Quesito 1
Nella sentenza sulla direttiva 2002/15/CE, quale disposizione della direttiva è oggetto della domanda di pronuncia pregiudiziale?

------------------------------------------------------------------------

Giurisprudenza - CORTE DI GIUSTIZIA CE-UE - Sentenza 02 marzo 2017, n. C-97/16

«Rinvio pregiudiziale - Politica sociale - Direttiva 2002/15/CE - Tutela della sicurezza e della salute dei lavoratori - Organizzazione dell’orario di lavoro - Trasporto su strada - Lavoratore mobile - Autotrasportatore autonomo - Nozione - Irricevibilità»

 

1. La domanda di pronuncia pregiudiziale verte sull’interpretazione dell’articolo 3, lettere d) ed e), della direttiva 2002/15/CE del Parlamento europeo e del Consiglio, dell’11 marzo 2002, concernente l’organizzazione dell’orario di lavoro delle persone che effettuano operazioni mobili di autotrasporto (GU 2002, L 80, pag. 35, e rettifica GU 2007, L 57, pag. 28).

2. Tale domanda è stata presentata nell’ambito di una controversia tra, da un lato, il sig. J.M.P.R. e, dall’altro, la L.M.C. S.L., già T.S. S.L. (in prosieguo: la «S.»), nonché la T.E.W.S. S.L. (in prosieguo: la «T.») in merito al suo licenziamento da parte della S..

 

Contesto normativo

 

Diritto dell’Unione

 

3. I considerando 4, 9 e 10 della direttiva 2002/15 sono così formulati:

«(4) È quindi necessario prevedere un insieme di prescrizioni più specifiche relative all’orario di lavoro per i trasporti su strada, miranti ad assicurare la sicurezza dei trasporti nonché la salute e la sicurezza delle persone interessate.

(...)

(9) Le definizioni di cui alla presente direttiva non devono costituire un precedente per altre normative comunitarie relative all’orario di lavoro.

(10) Al fine di migliorare la sicurezza stradale, impedire distorsioni di concorrenza e tutelare la sicurezza e la salute dei lavoratori mobili oggetto della presente direttiva, questi ultimi dovrebbero sapere con precisione, da un lato, quali siano i periodi dedicati ad operazioni di autotrasporto che sono considerati orario di lavoro e, dall’altro, quali siano quelli che ne sono esclusi e che sono considerati come riposi intermedi, come periodi di riposo o tempi di disponibilità. Questi lavoratori dovrebbero aver diritto a riposi minimi giornalieri e settimanali, nonché ad adeguati riposi intermedi. È altresì necessario stabilire il limite massimo dell’orario di lavoro settimanale».

4. L’articolo 1 della direttiva 2002/15, rubricato «Scopo», stabilisce quanto segue:

«Scopo della presente direttiva è stabilire prescrizioni minime in materia di organizzazione dell’orario di lavoro per migliorare la tutela della salute e della sicurezza delle persone che effettuano operazioni mobili di autotrasporto, per migliorare la sicurezza stradale e ravvicinare maggiormente le condizioni di concorrenza».

------------------------------------------------------------------------

Quesito 2
Restituisci tutte le righe dei record sotto forma di tabella Markdown con le colonne «Riga», con il numero progressivo, e «Contenuto», con il testo della riga. Escludi le righe vuote e le immagini.

------------------------------------------------------------------------

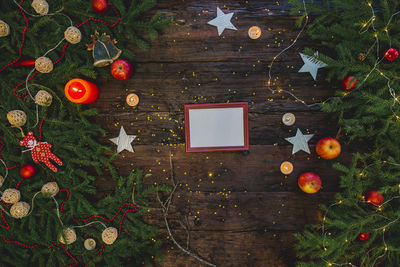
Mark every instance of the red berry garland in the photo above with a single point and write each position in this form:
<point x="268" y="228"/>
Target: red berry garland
<point x="27" y="171"/>
<point x="374" y="198"/>
<point x="364" y="236"/>
<point x="391" y="54"/>
<point x="349" y="82"/>
<point x="99" y="6"/>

------------------------------------------------------------------------

Output completo 1
L'articolo 3, lettere d) ed e), della direttiva 2002/15/CE.

Output completo 2
| Riga | Contenuto |
|---|---|
| 1 | Mark every instance of the red berry garland in the photo above with a single point and write each position in this form: |
| 2 | <point x="268" y="228"/> |
| 3 | Target: red berry garland |
| 4 | <point x="27" y="171"/> |
| 5 | <point x="374" y="198"/> |
| 6 | <point x="364" y="236"/> |
| 7 | <point x="391" y="54"/> |
| 8 | <point x="349" y="82"/> |
| 9 | <point x="99" y="6"/> |